# CONSIGNES:
(A) Modifiez le passage du texte sur les infirmières du Québec qui s'ouvre sur les mots contenant « Le nombre d’infirmières en » et se ferme sur « ans, soit 14,1 %. » : remplacez-y « rapport statistique annuel » par « bilan statistique annuel ».
(B) Relevez tous les pourcentages qui figurent dans le texte sur les infirmières du Québec.
(C) Poursuivez le texte sur les infirmières du Québec après sa dernière phrase.

# TEXTE À LIRE:
++++++++

Le nombre d’infirmières en exercice au Québec a poursuivi sa croissance en 2020-2021, mais cette croissance de 1,9 % a été moins forte que celle de 2,2 % enregistrée l’année précédente et qui était la plus importante des dix dernières années.

L’Ordre des infirmières et infirmiers du Québec (OIIQ) dévoilait lundi son rapport statistique annuel qui fait état de tout près de 80 500 infirmières et infirmiers inscrits à son Tableau au 31 mars 2021. La profession demeure massivement féminine, mais la proportion de l’effectif masculin atteint son plus haut niveau en dix ans, soit 14,1 %.

Malgré la hausse, la proportion de celles œuvrant dans le réseau public a légèrement diminué, passant de 84,8 % l’an dernier à 84,4 % cette année. Parallèlement, le nombre d’infirmières travaillant en agence privée a augmenté de 19 %. Bien que les quelque 2760 professionnelles qui se sont tournées vers le privé ne représentent qu’une faible proportion du total, l’augmentation n’en est pas moins la plus importante en dix ans.

++++++++

# EXTRAIT DES DONNÉES:
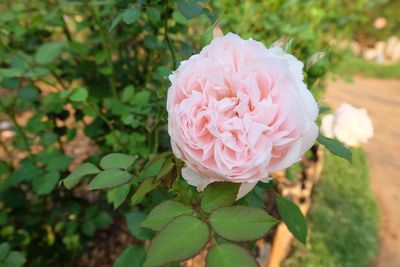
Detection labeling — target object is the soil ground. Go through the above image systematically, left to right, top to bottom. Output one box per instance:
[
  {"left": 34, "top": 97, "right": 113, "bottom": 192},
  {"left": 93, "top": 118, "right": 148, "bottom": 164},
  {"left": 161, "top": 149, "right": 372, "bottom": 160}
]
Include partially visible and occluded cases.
[{"left": 324, "top": 77, "right": 400, "bottom": 267}]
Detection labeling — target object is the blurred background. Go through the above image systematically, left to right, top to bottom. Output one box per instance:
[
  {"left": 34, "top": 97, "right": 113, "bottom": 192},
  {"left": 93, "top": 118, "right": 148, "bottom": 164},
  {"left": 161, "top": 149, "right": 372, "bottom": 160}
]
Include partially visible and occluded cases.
[{"left": 0, "top": 0, "right": 400, "bottom": 267}]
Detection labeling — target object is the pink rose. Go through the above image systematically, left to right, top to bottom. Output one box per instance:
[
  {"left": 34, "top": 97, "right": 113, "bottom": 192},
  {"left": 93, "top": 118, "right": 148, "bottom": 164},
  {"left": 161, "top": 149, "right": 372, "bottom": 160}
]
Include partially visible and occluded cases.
[{"left": 167, "top": 33, "right": 318, "bottom": 197}]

++++++++

# CORRIGÉ:
(A)
Le nombre d’infirmières en exercice au Québec a poursuivi sa croissance en 2020-2021, mais cette croissance de 1,9 % a été moins forte que celle de 2,2 % enregistrée l’année précédente et qui était la plus importante des dix dernières années.

L’Ordre des infirmières et infirmiers du Québec (OIIQ) dévoilait lundi son bilan statistique annuel qui fait état de tout près de 80 500 infirmières et infirmiers inscrits à son Tableau au 31 mars 2021. La profession demeure massivement féminine, mais la proportion de l’effectif masculin atteint son plus haut niveau en dix ans, soit 14,1 %.

(B) 1,9 % ; 2,2 % ; 14,1 % ; 84,8 % ; 84,4 % ; 19 %

(C)
L’organisation du travail pointée du doigt

Dans son communiqué, l’OIIQ note d’ailleurs que « la pénurie de personnel infirmier dans le réseau de la santé et des services sociaux a dirigé les projecteurs vers les enjeux liés à l’organisation du travail. Le plus récent rapport démontre notamment que plus d’infirmières et infirmiers se tournent vers le secteur privé en vue d’améliorer leurs conditions de travail. »

Son président, Luc Mathieu, ajoute que « l’amélioration des services aux citoyens passe par le retour et la rétention d’infirmières et infirmiers, mais aussi par trois priorités : une organisation du travail plus efficace, un meilleur soutien clinique et une formation universitaire pour répondre aux besoins plus complexes de la population ».

Par ailleurs, ces statistiques ne tiennent pas compte de plus de 6000 droits d’exercice accordés par l’Ordre pour participer à l’effort de lutte contre la pandémie. Il s’agissait entre autres d’anciennes membres qui n’étaient plus inscrites au tableau, d’infirmières des Forces armées, d’étudiantes, d’infirmières diplômées hors Canada. Les droits d’exercices pouvaient être complets ou limités selon les cas.

Plus d’infirmières au Québec et des inégalités régionales

Un des éléments à noter est que le Québec présente un ratio nettement supérieur à la moyenne canadienne, soit de 7,62 infirmières en soins directs par 1000 habitants, une légère hausse par rapport aux 7,53 de l’année dernière qui se compare très favorablement aux 7,02 du reste du Canada. L’Ontario accuse un retard important face au Québec, avec un ratio de 6,32.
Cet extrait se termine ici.